▶ **TASK LIST**
(A) In the passage about dreams and yoga, transcribe the stretch from "And so I have" through "we would dream." word for word.
(B) According to the passage about dreams and yoga, what did the speaker have access to at the studio when starting yoga?

I think I was born a dreamer, and I come from a long line of dreamers. And I don’t mean that in terms of my family, I’m thinking about Linkston Hughes and all of his poetry on dreams. I’m thinking about Dr. Martin Luther King, whose ‘I Have A Dream’ that speech has become so commercialized and it still stands as one of the most profound pieces of writing and an exemplar of like what it means to cast an expansive vision, boldly. Right?
And so I have that as part of my kind of cultural way, to also have a mother who despite it all, because I grew up in a very acute kind of poverty, you know like she fed us dreams. Like when there was nothing else, we would dream.
Then I also have the cultural legacy of being devalued and diminished and silenced and all these things that kind of shrink how one experienced self in the world. and what one thing is possible.
And so, within my being, these things have been fighting, right? They have been dancing a tumultuous dance with one another and I believe many a prayers have been prayed for me to survive that level of internalized battle.
And, I have to say, that rediscovering or discovering yoga in 1999, this practice that calls one into relationship with the body, the mind, the heart with who and what you actually are within this memory of who you are and were before the world tells you who you were supposed to be, my yoga practice was a place that began to restore the pieces of worth that I thought had been diminished by the acculturation and devaluation of my selfhood as a black woman.
And that seems like out there… How can yoga do that? And it could do it because a). I needed it to. I need something, I didn’t have access to therapy when I started yoga in 1999, but I had access to a student yoga pass at the studio.
You know a mouth for my university, and so that’s what I did. And that was back in the day when a mirror was at the front of the room. There might still be mirrors at the front of the room, I don’t know, but every studio I went to had lots of mirrors in it and there was something about standing at the beginning of the class looking myself in the eye, and first just seeing my conditioning, seeing the projections that came at me. But the practice being 90 minutes of staring at myself long enough until something else could be revealed.
And so for me to shorten this very long story having a practice and a ritual that called me back to my whole self, that I return to essentially daily or some level, it looks different now, but I return to it daily and have for decades, has been essential in me doing what Laton Hugh said which is ‘hold fast to dreams, for when dreams die life is a broken-winged bird that cannot fly hold fast to dreams for when dreams, go life is a barren field frozen with snow’.

▶ **GIVEN ENTRIES**
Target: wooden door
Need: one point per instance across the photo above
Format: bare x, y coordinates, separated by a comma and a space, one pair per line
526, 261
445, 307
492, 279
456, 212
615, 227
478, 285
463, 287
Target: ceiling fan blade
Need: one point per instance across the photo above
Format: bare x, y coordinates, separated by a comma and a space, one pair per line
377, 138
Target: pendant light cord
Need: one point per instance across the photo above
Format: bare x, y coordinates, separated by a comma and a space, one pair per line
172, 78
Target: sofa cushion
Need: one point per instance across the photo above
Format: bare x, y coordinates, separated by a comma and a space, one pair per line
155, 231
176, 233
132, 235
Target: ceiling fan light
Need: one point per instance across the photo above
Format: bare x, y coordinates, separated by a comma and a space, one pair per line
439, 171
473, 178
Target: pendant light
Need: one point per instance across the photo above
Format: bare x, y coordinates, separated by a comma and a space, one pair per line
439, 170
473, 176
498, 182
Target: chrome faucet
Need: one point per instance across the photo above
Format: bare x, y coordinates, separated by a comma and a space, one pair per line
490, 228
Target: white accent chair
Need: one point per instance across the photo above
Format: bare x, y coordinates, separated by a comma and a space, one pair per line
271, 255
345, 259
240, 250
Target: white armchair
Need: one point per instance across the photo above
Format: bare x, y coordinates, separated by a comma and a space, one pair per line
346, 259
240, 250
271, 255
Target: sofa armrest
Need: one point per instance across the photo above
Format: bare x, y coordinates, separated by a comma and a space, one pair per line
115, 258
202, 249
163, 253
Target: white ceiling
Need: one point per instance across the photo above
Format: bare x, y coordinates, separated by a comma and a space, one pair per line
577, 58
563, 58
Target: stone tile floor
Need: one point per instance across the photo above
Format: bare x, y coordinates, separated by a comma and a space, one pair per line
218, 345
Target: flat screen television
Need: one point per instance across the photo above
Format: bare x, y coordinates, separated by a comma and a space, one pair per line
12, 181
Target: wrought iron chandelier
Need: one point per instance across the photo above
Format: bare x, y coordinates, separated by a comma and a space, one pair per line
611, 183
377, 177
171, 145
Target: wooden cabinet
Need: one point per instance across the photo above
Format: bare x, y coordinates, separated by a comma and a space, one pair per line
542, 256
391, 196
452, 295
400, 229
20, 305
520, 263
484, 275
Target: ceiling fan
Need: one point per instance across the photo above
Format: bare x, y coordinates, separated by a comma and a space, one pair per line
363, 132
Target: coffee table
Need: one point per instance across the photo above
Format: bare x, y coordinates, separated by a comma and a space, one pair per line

▶ **RESULTS BY TASK**
(A)
And so I have that as part of my kind of cultural way, to also have a mother who despite it all, because I grew up in a very acute kind of poverty, you know like she fed us dreams. Like when there was nothing else, we would dream.

(B) A student yoga pass.